### Extrait du texte

HUIT JOURS DANS LES GLACIERS DE L’OISANS
Les tribulations de huit intrépides aventurières et aventuriers sur un glacier de l’Oisans quelque part dans le massif des Écrins…

Source Gallica : Revue « Les Alpes Illustrées, publications du 29 juin 1893, No 24 au 10 août 1893, No 30

L’OISANS ET LA BÉRARDE
HUIT JOURS DANS LES GLACIERS – 1/72/73/7 – 4/7

En arrivant au pied du glacier de la Pilatte, nous rencontrons le guide Roderon, un des meilleurs et des plus anciens de ce massif, mais qui, aujourd’hui, s’occupe exclusivement de diriger les travaux d’observation dont je vous ai parlé.
Il nous fit visiter, sur la gauche du glacier, une grotte de glace qu’il venait de découvrir tout récemment. Cette grotte a 250 mètres de long, 4 mètres de large vers son entrée et 3 mètres 50 de hauteur. Nous avons pénétré jusqu’à une profondeur de 50 mètres ; mais, à partir de là, le sol s’élève et, par endroits, touche presque la voûte ; de telle sorte que les touristes qui y entrent ne peuvent plus avancer qu’en rampant.

######
### Données fournies

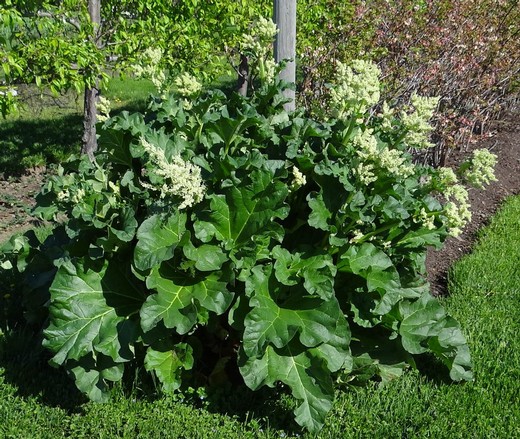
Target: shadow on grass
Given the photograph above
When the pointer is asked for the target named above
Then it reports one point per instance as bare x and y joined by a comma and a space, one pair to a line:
29, 143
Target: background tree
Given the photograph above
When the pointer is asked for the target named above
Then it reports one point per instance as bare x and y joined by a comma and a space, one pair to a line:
73, 44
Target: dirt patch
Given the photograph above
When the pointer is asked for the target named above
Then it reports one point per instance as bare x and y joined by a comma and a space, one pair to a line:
17, 198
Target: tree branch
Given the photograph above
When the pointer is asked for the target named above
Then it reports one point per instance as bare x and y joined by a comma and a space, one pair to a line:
72, 21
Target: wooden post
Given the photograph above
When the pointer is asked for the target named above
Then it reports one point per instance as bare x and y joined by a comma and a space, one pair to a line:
91, 93
285, 44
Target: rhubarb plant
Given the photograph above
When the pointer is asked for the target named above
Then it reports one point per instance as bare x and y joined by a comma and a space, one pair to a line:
224, 231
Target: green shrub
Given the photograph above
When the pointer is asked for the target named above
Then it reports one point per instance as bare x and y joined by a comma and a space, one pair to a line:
218, 232
464, 51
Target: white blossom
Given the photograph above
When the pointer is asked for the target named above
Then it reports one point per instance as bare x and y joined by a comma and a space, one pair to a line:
482, 169
357, 88
187, 85
299, 179
181, 179
103, 108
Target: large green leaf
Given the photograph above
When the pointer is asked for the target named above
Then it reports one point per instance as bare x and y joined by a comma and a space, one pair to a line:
243, 212
363, 259
426, 326
168, 365
88, 310
91, 376
314, 320
180, 298
320, 215
305, 374
158, 238
206, 257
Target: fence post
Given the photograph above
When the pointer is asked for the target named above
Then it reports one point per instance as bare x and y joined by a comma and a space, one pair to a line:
285, 44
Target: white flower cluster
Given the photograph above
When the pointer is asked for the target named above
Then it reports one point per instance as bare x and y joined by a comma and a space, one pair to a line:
103, 108
357, 88
260, 38
187, 85
457, 208
387, 118
299, 179
457, 211
183, 179
482, 169
150, 68
425, 219
9, 92
446, 176
389, 160
417, 121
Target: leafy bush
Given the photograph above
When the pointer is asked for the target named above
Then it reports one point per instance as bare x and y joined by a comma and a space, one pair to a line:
465, 52
219, 232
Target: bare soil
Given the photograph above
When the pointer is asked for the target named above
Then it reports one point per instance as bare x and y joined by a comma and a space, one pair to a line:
504, 141
17, 198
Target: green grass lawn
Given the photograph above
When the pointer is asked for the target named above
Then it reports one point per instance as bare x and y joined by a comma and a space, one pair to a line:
39, 402
48, 129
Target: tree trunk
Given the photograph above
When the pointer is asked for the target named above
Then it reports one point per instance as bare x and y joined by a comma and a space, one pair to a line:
89, 145
91, 94
285, 44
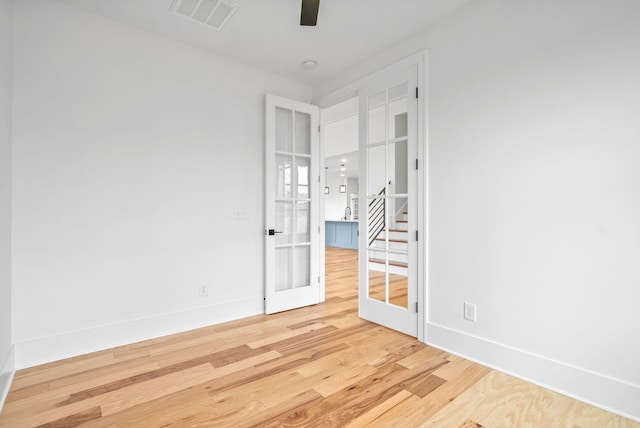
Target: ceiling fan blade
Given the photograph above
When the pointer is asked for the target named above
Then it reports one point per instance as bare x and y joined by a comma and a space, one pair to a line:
309, 13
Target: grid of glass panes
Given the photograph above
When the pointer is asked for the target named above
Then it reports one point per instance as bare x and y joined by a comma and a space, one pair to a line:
387, 195
293, 199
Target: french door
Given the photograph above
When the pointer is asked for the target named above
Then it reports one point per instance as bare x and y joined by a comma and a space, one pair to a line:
388, 208
292, 242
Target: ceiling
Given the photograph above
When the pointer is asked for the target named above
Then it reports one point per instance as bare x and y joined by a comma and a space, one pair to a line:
266, 33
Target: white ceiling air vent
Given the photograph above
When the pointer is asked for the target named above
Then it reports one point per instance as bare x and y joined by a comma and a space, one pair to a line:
212, 13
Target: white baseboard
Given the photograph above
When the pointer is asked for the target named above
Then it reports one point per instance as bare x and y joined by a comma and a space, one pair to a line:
601, 391
35, 352
7, 371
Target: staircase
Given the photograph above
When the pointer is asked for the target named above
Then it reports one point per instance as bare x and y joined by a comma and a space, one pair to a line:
398, 247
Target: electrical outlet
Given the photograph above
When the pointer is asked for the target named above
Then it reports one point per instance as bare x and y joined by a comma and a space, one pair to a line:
203, 290
470, 311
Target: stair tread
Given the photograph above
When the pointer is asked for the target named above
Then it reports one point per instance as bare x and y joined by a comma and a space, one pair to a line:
391, 262
401, 241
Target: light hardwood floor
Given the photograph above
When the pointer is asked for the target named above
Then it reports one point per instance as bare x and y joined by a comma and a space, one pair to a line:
319, 366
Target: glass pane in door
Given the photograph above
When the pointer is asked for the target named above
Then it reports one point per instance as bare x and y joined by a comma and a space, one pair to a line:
303, 173
376, 170
378, 282
303, 267
398, 167
387, 188
283, 267
283, 178
303, 134
284, 222
284, 130
376, 118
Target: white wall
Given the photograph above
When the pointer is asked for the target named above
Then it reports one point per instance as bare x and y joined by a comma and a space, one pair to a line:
131, 153
533, 188
6, 351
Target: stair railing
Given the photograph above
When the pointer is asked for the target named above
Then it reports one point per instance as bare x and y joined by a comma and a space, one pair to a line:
377, 217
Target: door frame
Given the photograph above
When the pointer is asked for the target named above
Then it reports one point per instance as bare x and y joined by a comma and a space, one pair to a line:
350, 90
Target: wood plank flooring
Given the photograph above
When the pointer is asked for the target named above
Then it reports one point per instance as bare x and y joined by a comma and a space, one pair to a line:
319, 366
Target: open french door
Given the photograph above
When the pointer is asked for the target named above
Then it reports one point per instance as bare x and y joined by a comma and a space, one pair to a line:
388, 252
292, 238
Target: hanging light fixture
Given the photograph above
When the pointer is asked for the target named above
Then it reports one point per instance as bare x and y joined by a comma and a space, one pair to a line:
326, 188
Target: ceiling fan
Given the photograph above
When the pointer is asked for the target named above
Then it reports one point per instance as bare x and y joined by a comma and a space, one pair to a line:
309, 13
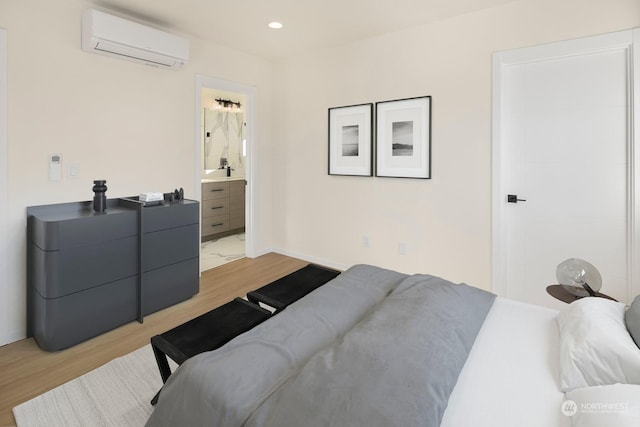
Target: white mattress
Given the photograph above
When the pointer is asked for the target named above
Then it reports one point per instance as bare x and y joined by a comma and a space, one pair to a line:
511, 375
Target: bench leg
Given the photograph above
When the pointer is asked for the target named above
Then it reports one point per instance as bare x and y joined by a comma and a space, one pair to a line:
163, 366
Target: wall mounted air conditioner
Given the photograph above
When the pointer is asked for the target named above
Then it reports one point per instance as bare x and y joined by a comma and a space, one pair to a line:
114, 36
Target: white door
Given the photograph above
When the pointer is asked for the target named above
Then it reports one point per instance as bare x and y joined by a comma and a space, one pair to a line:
565, 149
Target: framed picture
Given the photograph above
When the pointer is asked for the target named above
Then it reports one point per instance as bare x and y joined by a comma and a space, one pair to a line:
351, 140
403, 138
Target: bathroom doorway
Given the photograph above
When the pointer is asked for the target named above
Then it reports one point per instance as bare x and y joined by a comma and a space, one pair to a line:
225, 141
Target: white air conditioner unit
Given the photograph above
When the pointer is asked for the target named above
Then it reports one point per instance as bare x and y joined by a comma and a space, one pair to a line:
114, 36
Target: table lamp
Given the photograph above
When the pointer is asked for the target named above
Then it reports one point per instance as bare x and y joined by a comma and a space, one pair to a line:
578, 277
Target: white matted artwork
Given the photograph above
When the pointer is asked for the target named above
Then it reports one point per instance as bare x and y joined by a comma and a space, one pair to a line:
350, 140
403, 138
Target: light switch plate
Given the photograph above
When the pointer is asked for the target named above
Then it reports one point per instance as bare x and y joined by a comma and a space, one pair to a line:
55, 167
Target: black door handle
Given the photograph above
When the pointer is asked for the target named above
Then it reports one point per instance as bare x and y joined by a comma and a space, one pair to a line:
513, 198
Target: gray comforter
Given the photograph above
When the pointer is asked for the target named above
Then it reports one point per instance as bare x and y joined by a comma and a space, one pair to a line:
373, 347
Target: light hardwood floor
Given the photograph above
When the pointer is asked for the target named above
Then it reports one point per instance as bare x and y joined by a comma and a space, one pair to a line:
26, 371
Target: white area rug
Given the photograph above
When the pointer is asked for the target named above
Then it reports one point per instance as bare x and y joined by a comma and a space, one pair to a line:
116, 394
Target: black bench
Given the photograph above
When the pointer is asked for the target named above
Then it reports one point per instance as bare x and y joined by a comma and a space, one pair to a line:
292, 287
205, 333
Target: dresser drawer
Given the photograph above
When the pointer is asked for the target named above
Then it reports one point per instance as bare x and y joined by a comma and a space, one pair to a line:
214, 208
215, 224
215, 190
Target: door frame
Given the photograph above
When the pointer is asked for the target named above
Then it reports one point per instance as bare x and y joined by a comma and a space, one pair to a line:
5, 333
623, 40
251, 198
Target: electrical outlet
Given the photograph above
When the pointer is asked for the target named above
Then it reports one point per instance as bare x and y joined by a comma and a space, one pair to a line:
402, 248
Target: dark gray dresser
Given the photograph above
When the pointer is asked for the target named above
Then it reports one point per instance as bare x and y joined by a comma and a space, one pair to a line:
91, 272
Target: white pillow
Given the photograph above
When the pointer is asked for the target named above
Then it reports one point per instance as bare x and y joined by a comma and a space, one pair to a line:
615, 405
595, 346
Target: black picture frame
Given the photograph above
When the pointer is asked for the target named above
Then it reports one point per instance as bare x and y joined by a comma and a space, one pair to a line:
351, 140
403, 138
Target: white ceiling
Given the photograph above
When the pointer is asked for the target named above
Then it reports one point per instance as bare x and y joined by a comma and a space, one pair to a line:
308, 25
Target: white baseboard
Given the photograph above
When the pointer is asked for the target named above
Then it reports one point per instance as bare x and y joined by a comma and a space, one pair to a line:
312, 259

######

Consignes:
A) Veuillez imprimer, sans aucun changement, tout ce qui va de « Source Gallica : Revue » jusqu'à « vous ai parlé. » dans l'extrait sur l'Oisans.
B) Répondez brièvement à ces questions sur l'extrait sur l'Oisans :
(i) Quelle revue est indiquée comme source ?
(ii) Quel guide les voyageurs rencontrent-ils au pied du glacier de la Pilatte ?
(iii) Quelle est la longueur de la grotte de glace ?

Résultats de l'exercice:
A)
Source Gallica : Revue « Les Alpes Illustrées, publications du 29 juin 1893, No 24 au 10 août 1893, No 30

L’OISANS ET LA BÉRARDE
HUIT JOURS DANS LES GLACIERS – 1/72/73/7 – 4/7

En arrivant au pied du glacier de la Pilatte, nous rencontrons le guide Roderon, un des meilleurs et des plus anciens de ce massif, mais qui, aujourd’hui, s’occupe exclusivement de diriger les travaux d’observation dont je vous ai parlé.

B)
(i) Les Alpes Illustrées
(ii) Le guide Roderon
(iii) 250 mètres